━━━ EXCERPTED DATA ━━━
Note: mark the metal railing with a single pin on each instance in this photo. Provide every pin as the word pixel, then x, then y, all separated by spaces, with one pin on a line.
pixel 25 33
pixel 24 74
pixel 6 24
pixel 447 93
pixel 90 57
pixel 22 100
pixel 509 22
━━━
● **TASK ITEM**
Print each record again. Nothing may be left out.

● **WRITTEN SOLUTION**
Note: mark the metal railing with a single pin on each instance in this photo. Provide every pin as the word pixel, then x, then y, all separated by spaces, with one pin on a line.
pixel 25 33
pixel 24 74
pixel 6 24
pixel 447 93
pixel 90 57
pixel 22 100
pixel 509 22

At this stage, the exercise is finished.